Supplied information Block Start

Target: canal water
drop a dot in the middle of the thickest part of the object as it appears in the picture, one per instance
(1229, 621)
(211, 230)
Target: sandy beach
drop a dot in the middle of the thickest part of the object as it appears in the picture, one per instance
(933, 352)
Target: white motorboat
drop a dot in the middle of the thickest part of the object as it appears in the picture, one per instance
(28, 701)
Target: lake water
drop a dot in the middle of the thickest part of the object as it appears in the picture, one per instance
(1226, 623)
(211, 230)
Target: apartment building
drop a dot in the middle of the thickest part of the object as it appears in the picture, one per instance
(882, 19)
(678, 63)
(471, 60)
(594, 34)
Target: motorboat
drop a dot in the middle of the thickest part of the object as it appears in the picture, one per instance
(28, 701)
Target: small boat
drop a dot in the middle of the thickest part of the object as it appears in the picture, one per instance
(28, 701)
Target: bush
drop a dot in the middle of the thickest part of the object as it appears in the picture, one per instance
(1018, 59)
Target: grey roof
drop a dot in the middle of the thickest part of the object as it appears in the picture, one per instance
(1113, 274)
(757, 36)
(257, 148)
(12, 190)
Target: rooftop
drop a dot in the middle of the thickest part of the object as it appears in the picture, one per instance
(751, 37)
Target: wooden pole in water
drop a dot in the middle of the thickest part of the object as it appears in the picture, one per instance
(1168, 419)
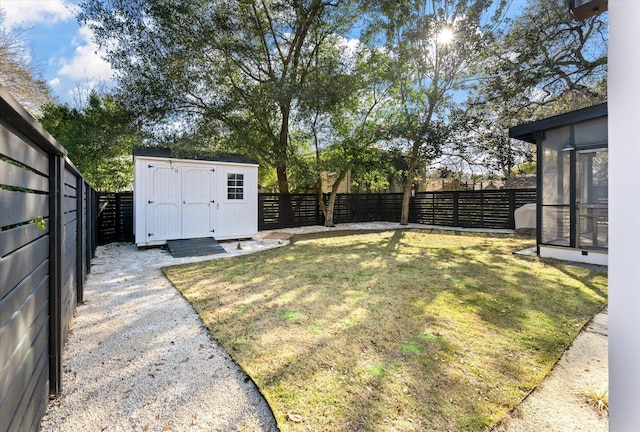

Supplied information Block End

The lines to show are those in the data above that include "motorboat".

The answer.
Target: white motorboat
Target: motorboat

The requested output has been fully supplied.